# Written instruction
Rescale the items below, starting at the line with "Could you please point out the golden" and continuing through the end of the items. Rewrite each of these lines, requests included, multiplying every coordinate in the answers by 0.85 and rounding to whole numbers with halves rounded up, and return only these lines.

::::

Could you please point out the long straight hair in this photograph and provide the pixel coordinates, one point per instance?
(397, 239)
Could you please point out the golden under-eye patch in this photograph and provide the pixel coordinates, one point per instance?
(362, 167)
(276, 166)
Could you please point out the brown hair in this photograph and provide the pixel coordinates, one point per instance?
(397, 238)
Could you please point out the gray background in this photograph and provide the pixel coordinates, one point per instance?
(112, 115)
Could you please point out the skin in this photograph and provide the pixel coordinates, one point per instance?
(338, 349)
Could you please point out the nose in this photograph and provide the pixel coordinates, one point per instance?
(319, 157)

::::

# In response
Could you please point out the golden under-eye patch in this photograph and provide the pixel coordinates, one point per instance?
(308, 142)
(235, 141)
Could you please point out the brown hair in this photograph and provide the pixel coordinates, one point per instance?
(337, 202)
Could you please point out the gray background in this photograph and provide the pixel coordinates, one point per instance?
(95, 98)
Could you please point out the skin in this photograph and provide the pixel coordinates, one point per instance?
(287, 297)
Could you please point out the nose in this photograph and provide the pixel coordinates, one point per instance?
(271, 133)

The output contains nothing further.